(Excerpt provided)
[Start of section]

Innovations in Pain Treatment
Today, there is a variety of innovative medical technology solutions available on the market that can help combat the national crisis and reducing the dependence on opioids. Implants and other devices, as well as applications and diagnostic tests can now help facilitate effective pain management while curbing misuse, abuse, and overdoses related to opioids. Furthermore, the development of minimally-invasive innovations has enabled patients to return to routine activities in a shorter period of time with less pain and discomfort post-surgery. Some of the innovative strategies for the treatment of both chronic and acute pain are outlined below.
Continuous Peripheral Nerve Block (cPNB)
This increasingly popular alternative consists of a percutaneously inserted catheter placed at the target nerve during a surgical procedure. Clinically proven to reduce exposure to opioids during and after surgery, the catheter allows for the continuous infusion of fast-acting local anesthetics that can provide prolonged pain blocking and may be titrated to reach the desired effect. Continuous peripheral nerve blocks can be used in hospitals, home care settings, as well as alternative care facilities and have been found to decrease both the incidence and severity of post-surgical pain.
Peripheral Nerve Stimulation (PNS)

[End of section]

(Dataset entries)

[Start of section]

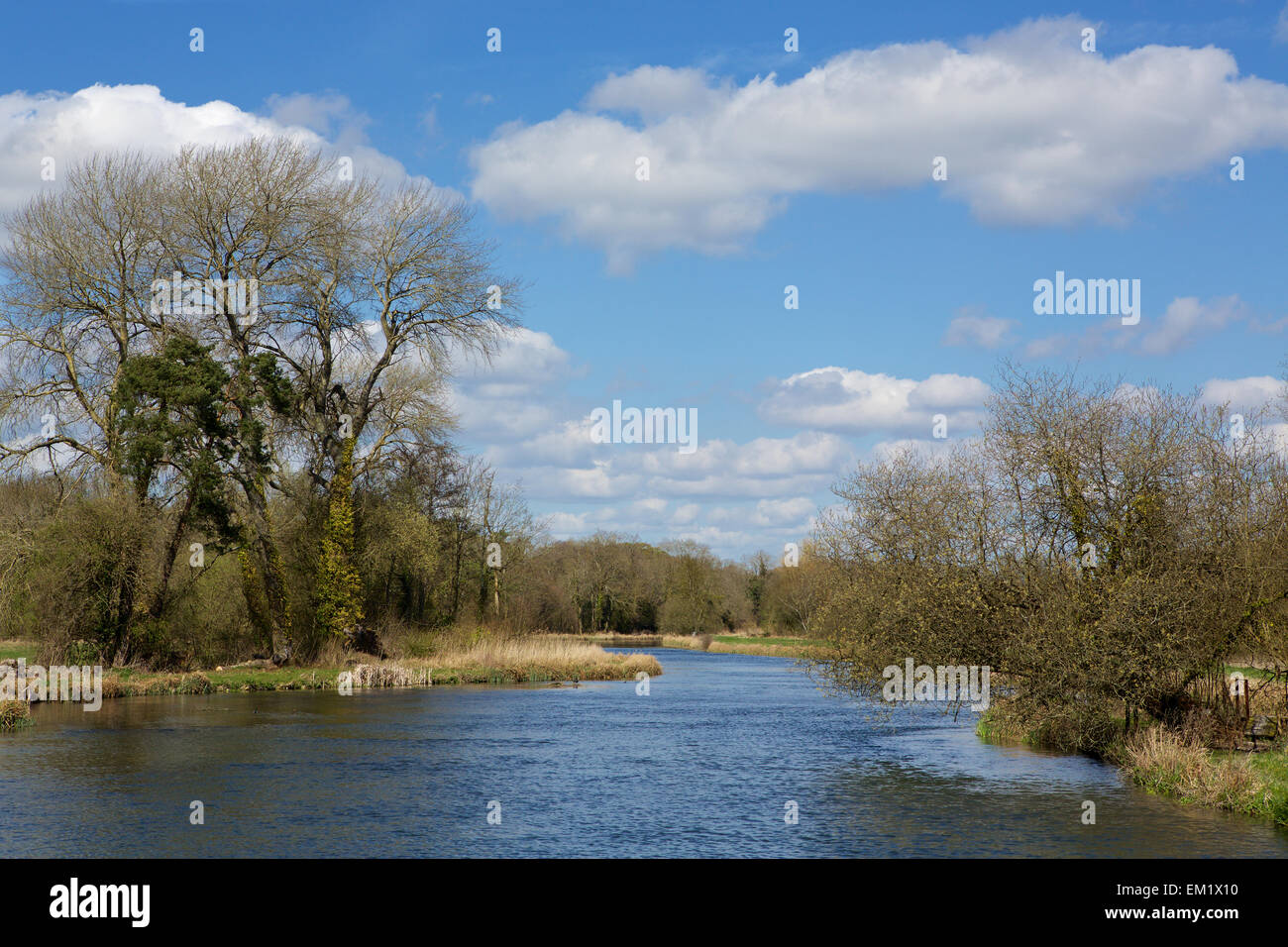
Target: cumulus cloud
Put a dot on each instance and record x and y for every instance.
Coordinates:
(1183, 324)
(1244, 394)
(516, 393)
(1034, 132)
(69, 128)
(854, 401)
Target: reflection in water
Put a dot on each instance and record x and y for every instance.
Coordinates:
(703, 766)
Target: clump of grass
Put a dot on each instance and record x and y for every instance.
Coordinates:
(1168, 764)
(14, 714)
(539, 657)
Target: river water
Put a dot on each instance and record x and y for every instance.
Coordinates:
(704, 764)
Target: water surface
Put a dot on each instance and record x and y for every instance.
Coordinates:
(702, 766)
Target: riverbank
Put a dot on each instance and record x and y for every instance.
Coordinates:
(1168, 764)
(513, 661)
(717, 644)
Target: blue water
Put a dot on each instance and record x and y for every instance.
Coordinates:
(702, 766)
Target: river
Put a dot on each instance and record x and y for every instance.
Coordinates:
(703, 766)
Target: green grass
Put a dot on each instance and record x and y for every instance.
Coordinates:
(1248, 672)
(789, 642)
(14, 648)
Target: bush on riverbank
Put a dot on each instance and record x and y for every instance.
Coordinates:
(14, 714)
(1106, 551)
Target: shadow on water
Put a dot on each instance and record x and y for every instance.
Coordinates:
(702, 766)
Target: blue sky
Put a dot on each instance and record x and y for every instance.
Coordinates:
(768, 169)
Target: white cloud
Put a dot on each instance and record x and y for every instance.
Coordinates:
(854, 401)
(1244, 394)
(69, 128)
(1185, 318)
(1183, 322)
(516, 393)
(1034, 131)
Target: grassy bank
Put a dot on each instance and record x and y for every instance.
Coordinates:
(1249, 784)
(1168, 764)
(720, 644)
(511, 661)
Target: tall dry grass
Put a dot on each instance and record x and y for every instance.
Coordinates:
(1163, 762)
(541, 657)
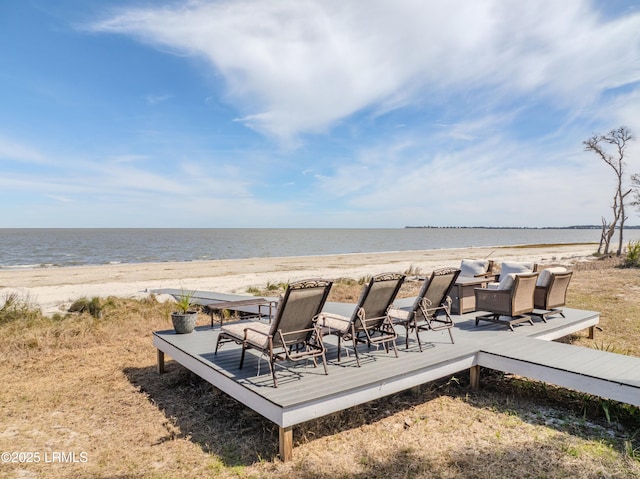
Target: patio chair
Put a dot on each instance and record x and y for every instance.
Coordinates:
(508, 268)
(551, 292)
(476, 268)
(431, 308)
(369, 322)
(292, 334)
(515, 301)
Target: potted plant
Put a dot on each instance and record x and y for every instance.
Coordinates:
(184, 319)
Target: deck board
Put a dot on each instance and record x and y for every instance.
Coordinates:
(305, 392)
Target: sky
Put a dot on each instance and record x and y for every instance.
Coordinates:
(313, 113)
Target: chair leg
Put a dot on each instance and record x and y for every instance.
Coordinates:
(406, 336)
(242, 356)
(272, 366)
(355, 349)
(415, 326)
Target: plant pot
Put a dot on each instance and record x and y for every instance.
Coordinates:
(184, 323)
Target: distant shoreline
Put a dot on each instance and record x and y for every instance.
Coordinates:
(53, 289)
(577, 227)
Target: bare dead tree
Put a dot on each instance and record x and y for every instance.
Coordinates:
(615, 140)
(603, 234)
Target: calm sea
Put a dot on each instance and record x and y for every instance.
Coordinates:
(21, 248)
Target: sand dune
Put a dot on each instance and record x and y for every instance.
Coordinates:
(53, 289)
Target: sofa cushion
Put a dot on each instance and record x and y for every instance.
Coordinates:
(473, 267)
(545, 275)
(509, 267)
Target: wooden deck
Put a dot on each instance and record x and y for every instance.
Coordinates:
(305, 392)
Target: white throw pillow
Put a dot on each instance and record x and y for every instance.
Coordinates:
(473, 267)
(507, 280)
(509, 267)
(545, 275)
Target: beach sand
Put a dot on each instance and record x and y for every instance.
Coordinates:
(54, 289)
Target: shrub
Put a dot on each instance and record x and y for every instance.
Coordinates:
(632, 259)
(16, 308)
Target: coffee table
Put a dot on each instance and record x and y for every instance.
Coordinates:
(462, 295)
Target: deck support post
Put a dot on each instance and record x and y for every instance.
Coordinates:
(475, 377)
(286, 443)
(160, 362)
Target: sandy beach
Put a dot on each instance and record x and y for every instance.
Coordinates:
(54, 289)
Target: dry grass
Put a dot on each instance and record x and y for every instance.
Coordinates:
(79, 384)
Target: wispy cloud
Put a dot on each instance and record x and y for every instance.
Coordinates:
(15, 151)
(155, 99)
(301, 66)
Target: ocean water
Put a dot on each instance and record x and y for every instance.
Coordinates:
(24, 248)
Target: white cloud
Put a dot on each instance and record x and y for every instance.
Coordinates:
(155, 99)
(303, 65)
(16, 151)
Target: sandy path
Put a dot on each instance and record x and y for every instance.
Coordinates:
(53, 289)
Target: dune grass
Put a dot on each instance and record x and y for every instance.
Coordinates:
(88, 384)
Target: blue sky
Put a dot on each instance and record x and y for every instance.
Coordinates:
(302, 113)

[End of section]

(Tasks to carry out)
A – According to the excerpt on pain treatment innovations, in what settings can continuous peripheral nerve blocks be used?
B – Reproduce the passage of the excerpt on pain treatment innovations starting at "Continuous Peripheral Nerve Block (cPNB)" and ending at "Nerve Stimulation (PNS)".
C – Take the excerpt on pain treatment innovations further, writing on from its last line.
The records are separate from the excerpt on pain treatment innovations.

(Results for the exercise)
A – They can be used in hospitals, home care settings, and alternative care facilities.

B –
Continuous Peripheral Nerve Block (cPNB)
This increasingly popular alternative consists of a percutaneously inserted catheter placed at the target nerve during a surgical procedure. Clinically proven to reduce exposure to opioids during and after surgery, the catheter allows for the continuous infusion of fast-acting local anesthetics that can provide prolonged pain blocking and may be titrated to reach the desired effect. Continuous peripheral nerve blocks can be used in hospitals, home care settings, as well as alternative care facilities and have been found to decrease both the incidence and severity of post-surgical pain.
Peripheral Nerve Stimulation (PNS)

C –
Delivering pain relief without drugs, peripheral nerve stimulation involves placing a small electrical device next to one of the peripheral nerves. The electrode then delivers rapid electrical pulses to stimulate nerves for targeted pain relief and allows patients to control the level of stimulation as needed.
Deep Transcranial Magnetic Stimulation (TMS) Therapy
This method performs magnetic stimulation of brain structures and networks related to chronic pain, stimulating superficial cortical regions to provide pain relief. Deep TMS has been proven safe and effective in depression, obsessive compulsive disorder, and chronic pain.
Pulsed Electromagnetic Field (PEMF) Therapy
Pulsed electromagnetic field therapy utilizes dual-field electric and magnetic energy to stimulate cellular expression boosting overall health and wellness. This technique modified pain pathways by increasing the body’s naturally-occurring pain-relief mechanisms while reducing inflammation and swelling. PEMF is a non-invasive, sensation-free therapy that can be used both in the outpatient setting as well as at home.
Recently rising in popularity across the globe, cryotherapy utilizes the body’s natural response to extreme cold to treat peripheral nerves and immediately reduce pain severity. It can be delivered using a portable, handheld system or larger, stationary cryotherapy chambers that treat the entire body. Cryotherapy treatment has been found to reduce opioid use following surgery and also carries other significant health benefits, including improved mental health and wellbeing, decreased inflammation, and muscular healing.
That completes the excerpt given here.